■ Records supplied:
— begin —

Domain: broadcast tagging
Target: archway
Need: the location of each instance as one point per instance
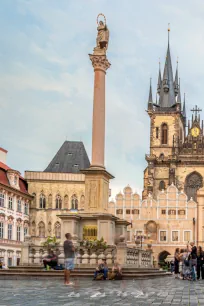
(194, 181)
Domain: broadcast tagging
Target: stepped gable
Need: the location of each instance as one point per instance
(70, 158)
(5, 181)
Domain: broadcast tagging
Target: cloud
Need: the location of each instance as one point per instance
(46, 77)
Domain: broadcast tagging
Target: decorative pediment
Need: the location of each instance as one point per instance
(13, 177)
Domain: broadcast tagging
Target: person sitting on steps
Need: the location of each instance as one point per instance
(101, 269)
(50, 260)
(116, 273)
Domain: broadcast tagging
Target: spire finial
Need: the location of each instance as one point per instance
(168, 32)
(150, 100)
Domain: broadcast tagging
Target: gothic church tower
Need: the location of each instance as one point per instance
(175, 156)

— end —

■ What to do:
Rewrite all the records above, replacing "broadcast tagging" with "archive tagging" and keeping everything else unchanged. Omit the pictures from your answer.

■ Exercise solution:
Domain: archive tagging
Target: archway
Need: the location of each instance as one point per instance
(194, 181)
Domain: archive tagging
Target: stepped gable
Need: the location of each instance as one point per instance
(70, 158)
(5, 181)
Domain: archive tagging
Target: cloud
Need: the location of each instance as one point per instance
(46, 77)
Domain: archive tagging
Target: decorative pediment
Need: the location of each instance as one point per instance
(13, 177)
Domain: archive tagging
Target: person sitting on steps
Need: the location of each instance as one point per instance
(101, 269)
(50, 260)
(116, 273)
Domain: archive tagging
Target: spire finial
Need: the location of each instance as one point per instance
(168, 32)
(150, 100)
Domain: archive tagging
Target: gothic church tower
Need: the location of each instance as one point per instance
(175, 156)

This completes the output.